## TEXT
○ ○ ○ ○

Chatham budget holds line on taxes, includes teacher incentive pay

From staff reportsJune 17, 2014 

— The Chatham County Board of Commissioners adopted a $94 million county budget Monday that holds the tax rate steady, while funding a new teacher incentive pay program and continuing a high school laptop program.

“Through cautious spending over the past four years, Chatham County is in the position of being able to fund important school needs requested by the Board of Education and help get our employees’ salaries up to a more competitive level,” Chairman Walter Petty said in a news release.

Petty added that the budget also helps move the county closer to achieving a AAA bond rating, which is the highest possible rating.

The county tax rate of 62.19 cents per $100 of assessed property value means a homeowner with a $200,000 house will pay $1,243.80 in county taxes for the fiscal year that begins July 1.

Under a change in the budget made by the commissioners, all county employees with salaries below market will get a raise effective October 1 that will bring them up to market level , while employees already at market will get a 2.5 percent increase.

The laptop program, in its fifth year, provides high school students and teachers with expanded learning opportunities outside the classroom and online progress assessments.

Vice Chairman Brian Bock called the incentive pay plan for educators “groundbreaking.”

“We believe we are the first in the state to have a locally-funded incentive pay plan,” he said in the release. “The plan rewards educators and classified personnel who help students reach their student learning targets.”

Bock said that these incentives should help the school system recruit and retain teachers capable of using innovative strategies to meet the state’s targets for growth in student learning.

○ ○ ○ ○

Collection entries
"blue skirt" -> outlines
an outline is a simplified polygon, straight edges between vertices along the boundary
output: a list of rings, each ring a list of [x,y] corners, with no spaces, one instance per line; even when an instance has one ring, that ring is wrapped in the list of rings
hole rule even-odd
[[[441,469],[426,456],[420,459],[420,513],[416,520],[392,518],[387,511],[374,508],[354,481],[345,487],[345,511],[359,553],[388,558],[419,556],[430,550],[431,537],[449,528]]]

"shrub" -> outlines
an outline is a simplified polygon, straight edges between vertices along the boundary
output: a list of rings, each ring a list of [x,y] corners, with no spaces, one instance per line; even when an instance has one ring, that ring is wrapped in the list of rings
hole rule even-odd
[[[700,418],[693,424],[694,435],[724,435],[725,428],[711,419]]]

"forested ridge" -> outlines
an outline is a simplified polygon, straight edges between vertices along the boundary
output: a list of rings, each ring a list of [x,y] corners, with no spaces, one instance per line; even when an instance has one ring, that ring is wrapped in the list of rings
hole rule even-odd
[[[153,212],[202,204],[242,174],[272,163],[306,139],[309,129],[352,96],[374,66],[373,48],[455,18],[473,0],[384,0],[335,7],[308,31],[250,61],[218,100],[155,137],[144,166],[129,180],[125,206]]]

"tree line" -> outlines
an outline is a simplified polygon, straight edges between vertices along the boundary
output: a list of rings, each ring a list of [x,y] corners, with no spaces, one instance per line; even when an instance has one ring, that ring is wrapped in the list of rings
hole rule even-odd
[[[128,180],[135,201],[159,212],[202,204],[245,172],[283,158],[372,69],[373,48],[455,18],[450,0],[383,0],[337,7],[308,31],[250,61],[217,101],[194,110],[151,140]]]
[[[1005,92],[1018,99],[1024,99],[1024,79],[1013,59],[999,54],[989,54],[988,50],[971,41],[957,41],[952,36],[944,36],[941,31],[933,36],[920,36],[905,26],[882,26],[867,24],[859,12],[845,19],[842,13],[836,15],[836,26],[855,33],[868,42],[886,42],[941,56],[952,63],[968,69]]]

○ ○ ○ ○

## WHAT TO PRODUCE
Return the entire article on the Chatham County budget word for word.

## WRITTEN RESPONSE
Chatham budget holds line on taxes, includes teacher incentive pay

From staff reportsJune 17, 2014 

— The Chatham County Board of Commissioners adopted a $94 million county budget Monday that holds the tax rate steady, while funding a new teacher incentive pay program and continuing a high school laptop program.

“Through cautious spending over the past four years, Chatham County is in the position of being able to fund important school needs requested by the Board of Education and help get our employees’ salaries up to a more competitive level,” Chairman Walter Petty said in a news release.

Petty added that the budget also helps move the county closer to achieving a AAA bond rating, which is the highest possible rating.

The county tax rate of 62.19 cents per $100 of assessed property value means a homeowner with a $200,000 house will pay $1,243.80 in county taxes for the fiscal year that begins July 1.

Under a change in the budget made by the commissioners, all county employees with salaries below market will get a raise effective October 1 that will bring them up to market level , while employees already at market will get a 2.5 percent increase.

The laptop program, in its fifth year, provides high school students and teachers with expanded learning opportunities outside the classroom and online progress assessments.

Vice Chairman Brian Bock called the incentive pay plan for educators “groundbreaking.”

“We believe we are the first in the state to have a locally-funded incentive pay plan,” he said in the release. “The plan rewards educators and classified personnel who help students reach their student learning targets.”

Bock said that these incentives should help the school system recruit and retain teachers capable of using innovative strategies to meet the state’s targets for growth in student learning.